▶ GIVEN DATA

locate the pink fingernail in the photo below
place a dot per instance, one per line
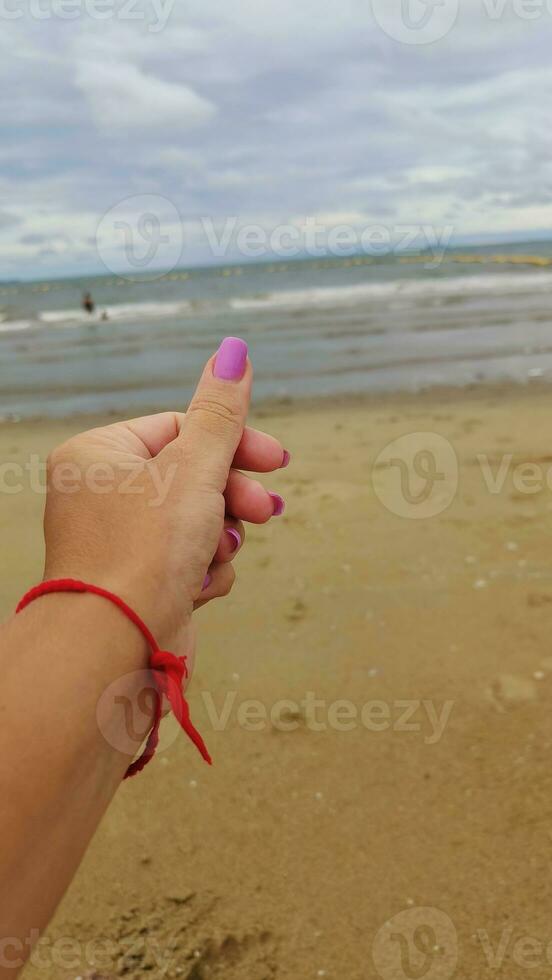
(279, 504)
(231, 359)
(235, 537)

...

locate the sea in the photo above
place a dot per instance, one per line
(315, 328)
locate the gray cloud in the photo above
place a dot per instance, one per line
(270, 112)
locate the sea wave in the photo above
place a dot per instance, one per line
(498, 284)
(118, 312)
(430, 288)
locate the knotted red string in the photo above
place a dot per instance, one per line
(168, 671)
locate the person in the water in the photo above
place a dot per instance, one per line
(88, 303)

---

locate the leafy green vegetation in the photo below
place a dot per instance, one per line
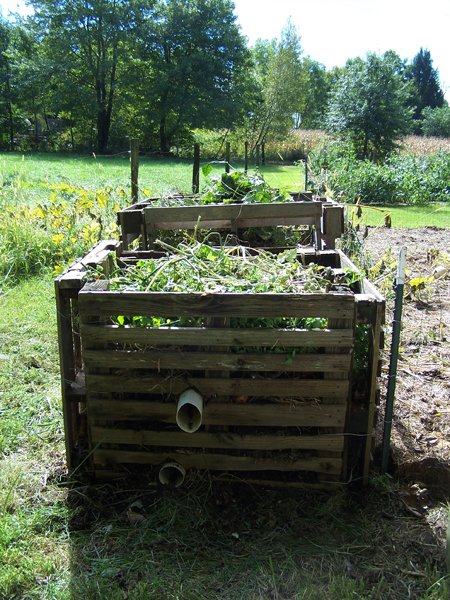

▶ WHAT YOU HAVE TO DO
Pull out every line in the records above that contains the word "photo", and list those lines in order.

▶ WRITTEN RESPONSE
locate the pink fingernail in the photo below
locate the sea in the photo above
locate the gray cloud in the photo above
locate the sea wave in the photo above
locate the knotted red string in the photo above
locate the person in the water in the photo above
locate the leafy green vegetation in the photo below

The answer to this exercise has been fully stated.